#### WHAT IS EXPECTED
The answer must give back every line of the data exactly, with no pictures.

#### SUPPLIED INFORMATION
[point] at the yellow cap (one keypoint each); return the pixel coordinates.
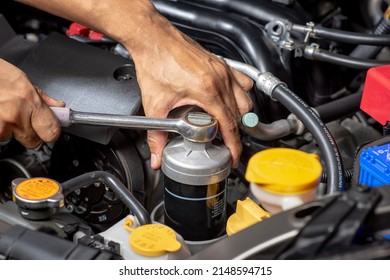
(247, 214)
(284, 171)
(37, 189)
(154, 240)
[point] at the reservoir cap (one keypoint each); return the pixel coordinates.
(284, 171)
(154, 240)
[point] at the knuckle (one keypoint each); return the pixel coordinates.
(52, 134)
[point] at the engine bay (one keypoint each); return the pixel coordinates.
(315, 145)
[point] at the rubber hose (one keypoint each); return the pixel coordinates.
(260, 11)
(339, 108)
(115, 185)
(364, 51)
(344, 60)
(351, 37)
(320, 133)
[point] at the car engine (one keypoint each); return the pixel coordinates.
(312, 181)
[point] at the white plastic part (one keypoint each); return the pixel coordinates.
(119, 234)
(63, 115)
(275, 203)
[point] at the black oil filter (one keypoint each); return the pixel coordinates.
(195, 188)
(196, 212)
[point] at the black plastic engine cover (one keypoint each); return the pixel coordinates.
(85, 77)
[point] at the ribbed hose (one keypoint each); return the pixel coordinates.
(277, 90)
(320, 133)
(115, 185)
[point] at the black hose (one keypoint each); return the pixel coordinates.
(259, 11)
(351, 37)
(339, 108)
(115, 185)
(348, 175)
(344, 60)
(238, 39)
(320, 133)
(364, 51)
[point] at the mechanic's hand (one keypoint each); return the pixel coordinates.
(179, 72)
(25, 112)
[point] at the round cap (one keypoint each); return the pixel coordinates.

#### EXERCISE RESPONSE
[point] at the yellow cap (one keypoint each); return the pixel coordinates.
(247, 214)
(284, 171)
(37, 189)
(154, 240)
[point] at the reservoir cap (one keypoint each); return the pixel coordinates.
(284, 171)
(154, 240)
[point] at the knuckle (one keypoint each); return the pixel coordinates.
(52, 134)
[point] at the engine bay (one keypoint each); return the pixel coordinates.
(315, 145)
[point] at the rubber hose (one keypoint each); return the pixel coordinates.
(260, 11)
(339, 108)
(115, 185)
(364, 51)
(344, 60)
(351, 37)
(320, 133)
[point] at the car engine (one keypoint each); return the pixel coordinates.
(312, 181)
[point] at the white plastic part (one keypoint each); return the pixel coordinates.
(119, 234)
(63, 115)
(275, 203)
[point] at the black oil filter (one keypoint each); return the pixel coordinates.
(195, 188)
(196, 212)
[point] at the black plastic engine cover (one keypoint each); return the pixel coordinates.
(85, 77)
[point] at the ribbed hose (one keypoint each); return the pixel coordinates.
(277, 90)
(320, 133)
(115, 185)
[point] at the black hose (one keypoint each); return the pixel coordinates.
(259, 11)
(351, 37)
(339, 108)
(115, 185)
(348, 175)
(344, 60)
(238, 39)
(320, 133)
(364, 51)
[point] at the mechanic's hand (one keypoint each); return the pixel coordinates.
(179, 72)
(25, 112)
[point] at the round cap (one keypoint each); return the pixel coordinates.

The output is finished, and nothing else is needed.